Supplied material.
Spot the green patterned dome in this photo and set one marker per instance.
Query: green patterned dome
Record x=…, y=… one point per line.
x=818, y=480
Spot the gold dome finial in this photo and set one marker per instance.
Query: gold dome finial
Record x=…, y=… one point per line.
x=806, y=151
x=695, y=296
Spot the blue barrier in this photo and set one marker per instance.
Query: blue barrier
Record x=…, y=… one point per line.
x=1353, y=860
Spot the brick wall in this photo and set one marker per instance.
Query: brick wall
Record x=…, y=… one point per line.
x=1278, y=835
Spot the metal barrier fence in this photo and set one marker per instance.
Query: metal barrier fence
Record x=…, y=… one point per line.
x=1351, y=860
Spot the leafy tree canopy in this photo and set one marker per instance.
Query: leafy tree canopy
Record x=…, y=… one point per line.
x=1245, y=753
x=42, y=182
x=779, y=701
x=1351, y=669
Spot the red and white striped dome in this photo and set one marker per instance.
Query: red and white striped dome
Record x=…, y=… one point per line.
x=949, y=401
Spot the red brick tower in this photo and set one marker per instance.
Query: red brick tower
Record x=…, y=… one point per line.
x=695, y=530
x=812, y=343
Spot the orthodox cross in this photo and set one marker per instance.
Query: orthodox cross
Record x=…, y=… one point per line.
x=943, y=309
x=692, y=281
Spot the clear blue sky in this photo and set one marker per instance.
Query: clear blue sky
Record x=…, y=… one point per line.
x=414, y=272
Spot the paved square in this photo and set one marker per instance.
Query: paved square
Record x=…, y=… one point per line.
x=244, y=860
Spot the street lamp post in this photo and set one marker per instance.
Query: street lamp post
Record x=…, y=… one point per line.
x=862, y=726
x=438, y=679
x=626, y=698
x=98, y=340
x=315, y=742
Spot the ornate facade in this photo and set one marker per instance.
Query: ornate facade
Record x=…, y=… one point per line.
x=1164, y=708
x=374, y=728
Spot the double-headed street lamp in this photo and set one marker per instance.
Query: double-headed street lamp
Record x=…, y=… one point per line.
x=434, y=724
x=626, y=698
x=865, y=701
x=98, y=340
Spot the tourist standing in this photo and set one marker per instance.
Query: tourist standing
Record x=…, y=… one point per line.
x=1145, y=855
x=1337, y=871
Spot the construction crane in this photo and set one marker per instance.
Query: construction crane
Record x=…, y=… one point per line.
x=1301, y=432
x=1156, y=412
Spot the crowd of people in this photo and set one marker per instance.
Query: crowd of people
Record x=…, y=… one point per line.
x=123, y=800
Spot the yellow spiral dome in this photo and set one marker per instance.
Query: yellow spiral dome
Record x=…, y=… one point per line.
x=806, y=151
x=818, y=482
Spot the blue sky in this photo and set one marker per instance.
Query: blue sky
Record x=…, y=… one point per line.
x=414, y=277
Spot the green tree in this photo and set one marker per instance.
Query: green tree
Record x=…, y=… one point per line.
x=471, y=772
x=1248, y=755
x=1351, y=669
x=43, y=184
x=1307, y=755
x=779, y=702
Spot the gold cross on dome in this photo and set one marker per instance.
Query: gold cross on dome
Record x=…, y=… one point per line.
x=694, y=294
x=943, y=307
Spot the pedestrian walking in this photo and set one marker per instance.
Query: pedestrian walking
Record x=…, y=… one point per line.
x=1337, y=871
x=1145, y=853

Job. Copy every line above verbatim, from the first through the last, keeping the original order.

Complete response.
Spot the green patterned dome in this photo and set one marker per instance.
Query: green patterned dome
Record x=…, y=… one point per line.
x=818, y=480
Spot the gold dome finial in this photo and set one marker per instance.
Query: gold dome finial
Record x=…, y=… one point per line.
x=806, y=151
x=695, y=296
Spot the blue barrier in this photo and set one marker per instance.
Query: blue barrier
Record x=…, y=… one point per line.
x=1353, y=860
Spot the brick wall in this photo and set one marker per instance.
Query: brick wall
Record x=…, y=… one point per line.
x=1278, y=835
Spot the metal barrier fence in this photo and set one marker per instance.
Query: metal barrier fence
Record x=…, y=… one point per line.
x=1351, y=860
Spot the leafy tree canopy in this photo and set one marker per instance.
Query: leafy tree canopy
Record x=…, y=… one point per line.
x=1245, y=753
x=42, y=182
x=779, y=701
x=1351, y=669
Spot the red and white striped dome in this photo and set one marker per instance.
Query: red and white striped dome
Record x=…, y=… one point per line.
x=949, y=401
Spot the red brick tower in this photo and set one marker per instance.
Query: red brick tower
Record x=…, y=… one point per line.
x=695, y=530
x=812, y=343
Spot the orthodox cross in this photo and set one marker per instance.
Query: orthodox cross
Record x=…, y=… one point per line.
x=943, y=309
x=692, y=281
Spot the clear blue sky in this photo and set one marker per instance.
Query: clear blue sky
Record x=…, y=… one point per line.
x=414, y=272
Spot the paved square in this photo and set one marker per instance.
Query: paved square
Record x=…, y=… one point per line.
x=244, y=860
Spot the street lamp post in this photo and set one marker per instance.
Query: street lamp post
Record x=…, y=… one point per line.
x=862, y=726
x=438, y=679
x=626, y=698
x=98, y=340
x=315, y=742
Spot the ornate facade in this photo and set one marker per instance.
Query: ornate facade
Record x=…, y=… one point per line.
x=1164, y=708
x=374, y=728
Spot the double-headed street lamp in this photo and set one marker per instance.
Query: double-headed street lamp
Record x=…, y=… one point per line.
x=434, y=724
x=626, y=698
x=865, y=701
x=98, y=340
Spot the tourist standing in this photo and set one marker per instance.
Query: tourist standing
Record x=…, y=… one point per line.
x=1145, y=855
x=1337, y=871
Spot the construction crane in this photo and set one marker per instance.
Query: construction crane
Record x=…, y=… one point per line.
x=1301, y=432
x=1156, y=412
Spot the crowd of people in this photo and set one marker per instance.
Query: crowd of people
Record x=…, y=… one point per line.
x=123, y=800
Spot the yellow spiral dome in this photo and set one marker per instance.
Query: yellow spiral dome
Record x=…, y=… one point per line.
x=806, y=151
x=818, y=482
Spot the blue sky in this photo and set one marker per instance.
Query: blue sky
Record x=…, y=… one point per line.
x=414, y=277
Spot the green tree in this photo and set one marker per instance.
Query: green tree
Record x=…, y=… one point per line.
x=471, y=772
x=1248, y=755
x=1351, y=669
x=43, y=184
x=1307, y=755
x=779, y=702
Spot the gold cross on dome in this photo and set one marker per instance.
Query: gold cross on dome
Record x=…, y=… one point per line.
x=694, y=294
x=943, y=307
Spot the pedestrian walking in this photo and set one marker per instance.
Query: pedestrian walking
Record x=…, y=… one point per line.
x=1337, y=871
x=1145, y=853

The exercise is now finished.